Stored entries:

※

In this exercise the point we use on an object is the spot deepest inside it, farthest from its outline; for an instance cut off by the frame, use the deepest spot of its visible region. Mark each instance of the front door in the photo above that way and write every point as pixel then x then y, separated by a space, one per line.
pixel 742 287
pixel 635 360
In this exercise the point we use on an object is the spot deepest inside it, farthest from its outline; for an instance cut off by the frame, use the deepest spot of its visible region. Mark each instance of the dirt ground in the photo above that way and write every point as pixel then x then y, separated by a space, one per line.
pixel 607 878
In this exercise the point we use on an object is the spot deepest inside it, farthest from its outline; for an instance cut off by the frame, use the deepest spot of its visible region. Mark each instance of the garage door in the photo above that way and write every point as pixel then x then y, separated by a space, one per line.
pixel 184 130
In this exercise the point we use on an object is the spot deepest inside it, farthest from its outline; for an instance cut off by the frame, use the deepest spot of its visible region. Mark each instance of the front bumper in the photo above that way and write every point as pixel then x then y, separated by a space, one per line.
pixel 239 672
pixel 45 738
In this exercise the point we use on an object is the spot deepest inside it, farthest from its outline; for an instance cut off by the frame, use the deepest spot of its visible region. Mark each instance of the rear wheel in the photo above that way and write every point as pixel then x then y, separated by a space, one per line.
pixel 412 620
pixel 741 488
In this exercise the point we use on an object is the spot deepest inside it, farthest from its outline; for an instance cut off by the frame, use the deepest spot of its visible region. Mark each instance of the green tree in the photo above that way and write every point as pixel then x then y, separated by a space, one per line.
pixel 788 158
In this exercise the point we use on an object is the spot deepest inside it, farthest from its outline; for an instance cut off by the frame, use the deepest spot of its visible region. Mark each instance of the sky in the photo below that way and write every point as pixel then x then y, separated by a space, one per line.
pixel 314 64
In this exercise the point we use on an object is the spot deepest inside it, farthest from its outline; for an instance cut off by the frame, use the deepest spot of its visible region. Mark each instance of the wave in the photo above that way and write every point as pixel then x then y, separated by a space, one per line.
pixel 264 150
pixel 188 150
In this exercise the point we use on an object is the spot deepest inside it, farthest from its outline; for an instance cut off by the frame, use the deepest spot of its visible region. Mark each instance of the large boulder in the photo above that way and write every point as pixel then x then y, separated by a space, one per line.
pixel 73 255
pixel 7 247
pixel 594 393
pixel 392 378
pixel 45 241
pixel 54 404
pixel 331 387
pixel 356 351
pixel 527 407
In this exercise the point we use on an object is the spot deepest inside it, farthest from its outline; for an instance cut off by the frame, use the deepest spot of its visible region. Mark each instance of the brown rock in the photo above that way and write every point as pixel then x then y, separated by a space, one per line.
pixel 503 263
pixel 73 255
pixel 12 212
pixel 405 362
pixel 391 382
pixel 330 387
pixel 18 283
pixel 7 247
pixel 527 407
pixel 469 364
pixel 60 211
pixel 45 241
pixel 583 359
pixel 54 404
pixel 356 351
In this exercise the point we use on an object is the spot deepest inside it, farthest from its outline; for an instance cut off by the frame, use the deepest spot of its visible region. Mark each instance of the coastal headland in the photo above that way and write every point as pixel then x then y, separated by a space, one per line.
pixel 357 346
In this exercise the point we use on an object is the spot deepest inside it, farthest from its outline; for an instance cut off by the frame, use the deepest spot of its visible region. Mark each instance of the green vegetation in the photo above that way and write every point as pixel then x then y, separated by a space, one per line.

※

Task to complete:
The data above is to be returned exactly, with nothing altered.

Response:
In this exercise the point we use on an object is the spot deepest inside it, farthest from its outline; for an instance cut off by the frame, use the deepest spot of its visible region. Mark each instance of the front door in the photo above that way and write every point as pixel then x then y, separated by a space, one per line.
pixel 742 287
pixel 635 360
In this exercise the point we use on an object is the spot deepest inside it, farthest from its outline; for an instance cut off by the frame, use the deepest spot of its visible region. Mark each instance of the dirt ground in the photo above that way and write every point as pixel then x then y, separated by a space, one per line.
pixel 607 878
In this exercise the point we use on an object is the spot deepest inside it, farthest from its outline; for an instance cut off by the frame, use the deepest spot of its visible region. Mark each instance of the garage door in the photo above that way and write every point as pixel then x then y, separated by a space, one per line.
pixel 184 130
In this exercise the point we use on an object is the spot deepest inside it, farthest from its outline; for an instance cut off by the frame, use the deepest spot of its visible region. Mark each instance of the front bumper in the photo above that way and write every point as pixel then x then y, separated by a space, one per line.
pixel 239 672
pixel 45 738
In this exercise the point we use on an object is the spot deepest inside it, farthest from its outline; for an instance cut off by the frame, use the deepest spot of its visible region. Mark each instance of the rear wheel in the photo above that way and write every point as pixel then x then y, separated by a space, one per line.
pixel 412 620
pixel 741 488
In this exercise the point we use on an object is the spot deepest inside it, farthest from its outline; for an instance cut off by the frame, use the deepest spot of its visible region. Mark each instance of the green tree in the photo above that way and write every point as pixel then x then y, separated by a space, one per line.
pixel 788 158
In this exercise the point we use on an object is the spot deepest inside it, farthest from its outline; for an instance cut off by the frame, use the deepest spot of its visible region. Mark each instance of the sky in the photo below that way and write every point as pixel then x then y, separated by a space, one per line.
pixel 314 64
In this exercise the point we use on an object is the spot deepest inside it, farthest from its outline; for an instance cut off by the frame, use the deepest spot of its visible region. Mark each instance of the wave in the photo above that way and write every point as pixel then x then y, separated by a space, one per line.
pixel 264 150
pixel 188 150
In this exercise the point we use on an object is the spot deepest inside it, farthest from its outline; for an instance cut off by the frame, use the deepest spot of its visible region. Mark each instance of the large boulder in the photo above that way and write every point as pixel then x then y, separated by a space, one per line.
pixel 73 255
pixel 7 247
pixel 594 393
pixel 392 378
pixel 45 241
pixel 54 404
pixel 331 387
pixel 356 351
pixel 527 407
In this exercise the point we use on an object is the spot deepest inside it, farthest from its outline; for an instance cut off by the frame, use the deepest spot of its visible region. Mark each instance of the brown rock in the photo above that way and write every point as pixel then x then y, separated by a space, one per line.
pixel 503 263
pixel 73 255
pixel 12 212
pixel 405 362
pixel 391 382
pixel 330 387
pixel 18 283
pixel 7 247
pixel 527 407
pixel 469 364
pixel 60 211
pixel 45 241
pixel 583 359
pixel 54 404
pixel 356 351
In this exercise the point we use on an object is the spot deepest inside it, farthest from its outline; for an instance cut off by the frame, use the deepest spot of its visible region. Mark each instance of the coastal headland in the photo above that way and write every point as pixel then x then y, separated by a space, one per line.
pixel 357 346
In this exercise the point we use on an object is the spot deepest inside it, farthest from its outline; for an instance cut off by the frame, use the deepest spot of its visible region. Mark each instance of the green vegetation in the photo above that way and write every point as pixel then x then y, separated by a space, one per line.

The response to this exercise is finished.